▶ **Exercise**: Turn the lines of the items from the one containing "[locate] the grass" through the one containing "x=15, y=198", both included, into a JSON list with one string per line and any blank lines omitted.

Entries from a point-annotation set

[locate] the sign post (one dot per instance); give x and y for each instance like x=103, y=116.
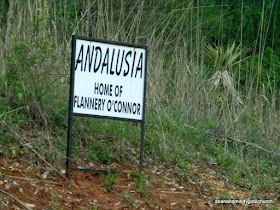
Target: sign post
x=108, y=80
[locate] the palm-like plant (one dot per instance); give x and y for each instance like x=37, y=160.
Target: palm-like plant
x=223, y=59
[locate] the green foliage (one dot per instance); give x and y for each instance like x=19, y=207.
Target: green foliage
x=109, y=181
x=27, y=70
x=141, y=181
x=100, y=152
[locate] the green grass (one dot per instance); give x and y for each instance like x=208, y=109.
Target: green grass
x=186, y=122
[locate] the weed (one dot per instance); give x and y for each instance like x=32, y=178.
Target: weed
x=109, y=181
x=141, y=181
x=54, y=204
x=128, y=200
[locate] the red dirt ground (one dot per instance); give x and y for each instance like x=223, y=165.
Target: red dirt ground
x=25, y=185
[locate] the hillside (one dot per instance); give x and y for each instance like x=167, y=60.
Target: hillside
x=212, y=118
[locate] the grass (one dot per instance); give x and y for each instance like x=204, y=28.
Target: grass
x=185, y=121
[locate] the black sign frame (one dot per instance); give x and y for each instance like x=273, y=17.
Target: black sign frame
x=69, y=168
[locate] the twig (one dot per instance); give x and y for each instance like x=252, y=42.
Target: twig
x=33, y=180
x=254, y=145
x=15, y=198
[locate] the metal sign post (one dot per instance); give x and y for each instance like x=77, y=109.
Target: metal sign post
x=108, y=80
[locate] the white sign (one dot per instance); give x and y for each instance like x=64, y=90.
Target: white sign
x=109, y=79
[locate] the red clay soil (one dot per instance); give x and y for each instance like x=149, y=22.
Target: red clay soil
x=26, y=185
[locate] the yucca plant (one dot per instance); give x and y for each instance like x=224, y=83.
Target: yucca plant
x=223, y=59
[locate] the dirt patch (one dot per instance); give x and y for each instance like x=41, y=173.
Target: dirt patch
x=31, y=185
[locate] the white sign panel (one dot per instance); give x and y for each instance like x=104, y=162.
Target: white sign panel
x=109, y=79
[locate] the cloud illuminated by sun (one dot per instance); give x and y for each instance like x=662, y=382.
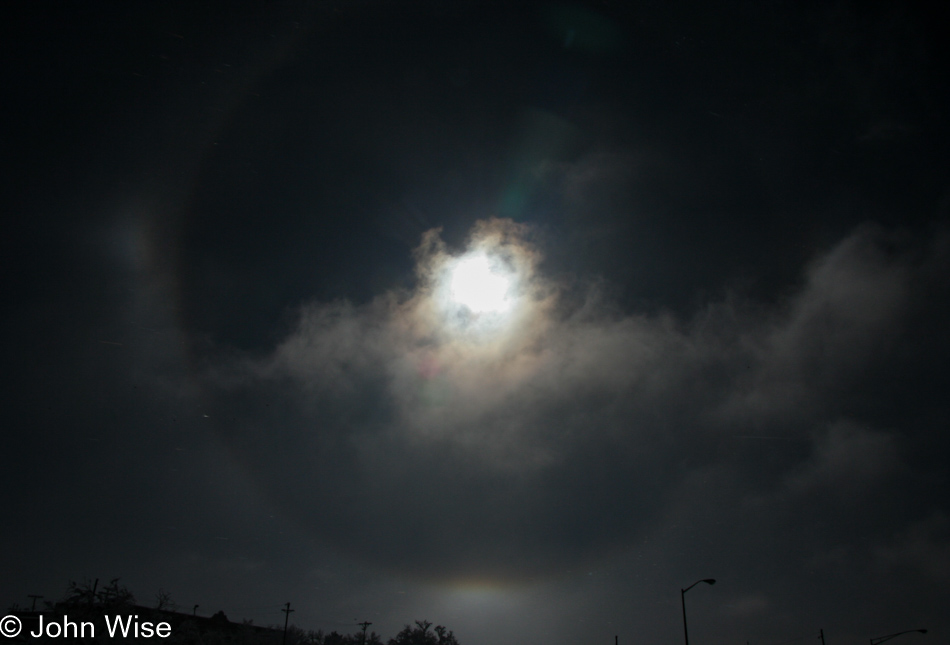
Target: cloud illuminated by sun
x=480, y=285
x=486, y=294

▶ **Response for this exercise**:
[
  "[locate] the grass (one dot per instance); give x and y for each instance like x=204, y=28.",
  "Target: grass",
  "x=185, y=121",
  "[locate] the black sign frame (one dot per instance); give x and y for each instance like x=273, y=17.",
  "Target: black sign frame",
  "x=69, y=168",
  "[locate] the twig (one dot per instance); give x and y for each instance like x=252, y=42.",
  "Target: twig",
  "x=33, y=180",
  "x=254, y=145",
  "x=15, y=198"
]